▶ [AIM]
Set down, without alteration, the lines from the one that contains "Request = tag one keypoint per instance of the yellow" through the final line of the material below.
----
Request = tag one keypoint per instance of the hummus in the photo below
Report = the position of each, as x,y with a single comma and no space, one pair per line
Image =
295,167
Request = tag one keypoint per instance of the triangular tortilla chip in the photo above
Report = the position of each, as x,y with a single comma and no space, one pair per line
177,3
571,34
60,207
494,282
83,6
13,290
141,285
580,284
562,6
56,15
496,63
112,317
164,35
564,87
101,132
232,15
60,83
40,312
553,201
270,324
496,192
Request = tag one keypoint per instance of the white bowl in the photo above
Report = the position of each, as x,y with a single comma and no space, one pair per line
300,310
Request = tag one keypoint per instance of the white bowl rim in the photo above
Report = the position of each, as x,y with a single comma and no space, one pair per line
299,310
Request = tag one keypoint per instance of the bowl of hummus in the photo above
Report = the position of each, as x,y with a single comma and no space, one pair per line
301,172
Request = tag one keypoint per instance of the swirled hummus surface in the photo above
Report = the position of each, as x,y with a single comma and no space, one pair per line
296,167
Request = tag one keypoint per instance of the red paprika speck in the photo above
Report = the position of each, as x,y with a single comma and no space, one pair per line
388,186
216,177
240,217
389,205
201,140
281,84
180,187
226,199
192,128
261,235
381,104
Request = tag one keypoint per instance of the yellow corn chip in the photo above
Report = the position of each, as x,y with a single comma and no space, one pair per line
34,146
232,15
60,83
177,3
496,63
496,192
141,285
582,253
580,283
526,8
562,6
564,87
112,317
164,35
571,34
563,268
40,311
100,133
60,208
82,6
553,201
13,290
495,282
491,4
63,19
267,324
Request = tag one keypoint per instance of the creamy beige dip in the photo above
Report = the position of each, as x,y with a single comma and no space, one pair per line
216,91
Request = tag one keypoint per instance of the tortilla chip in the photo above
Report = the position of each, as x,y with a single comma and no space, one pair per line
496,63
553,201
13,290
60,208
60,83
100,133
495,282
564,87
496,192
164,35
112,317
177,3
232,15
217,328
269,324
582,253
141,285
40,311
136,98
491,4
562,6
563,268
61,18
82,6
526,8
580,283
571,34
----
▶ [REPLY]
Request = tag one keypoint per instance of the yellow corn chip in the photo above
Report = the position of each, as x,y with a single comma and no space, one pair per line
34,146
232,15
60,83
177,3
496,63
496,192
141,285
582,253
580,283
526,8
562,6
564,87
112,317
164,35
571,34
563,268
40,311
100,133
60,208
82,6
553,201
13,290
495,282
491,4
63,19
267,324
Request = tag one keypoint per instance of the creamy beige dip in the photo above
Report = the position of each, as x,y with a single comma and no space, one pair per line
216,91
Request = tag one keypoint per instance of the tortilla chip in the photo above
Report = the position of each, as x,y with a single comma and no space, one pair per line
496,63
553,201
13,290
60,208
60,83
100,133
495,282
564,87
496,192
164,35
112,317
177,3
232,15
217,328
269,324
582,253
141,285
40,311
136,98
491,4
562,6
563,268
61,18
82,6
526,8
580,283
571,34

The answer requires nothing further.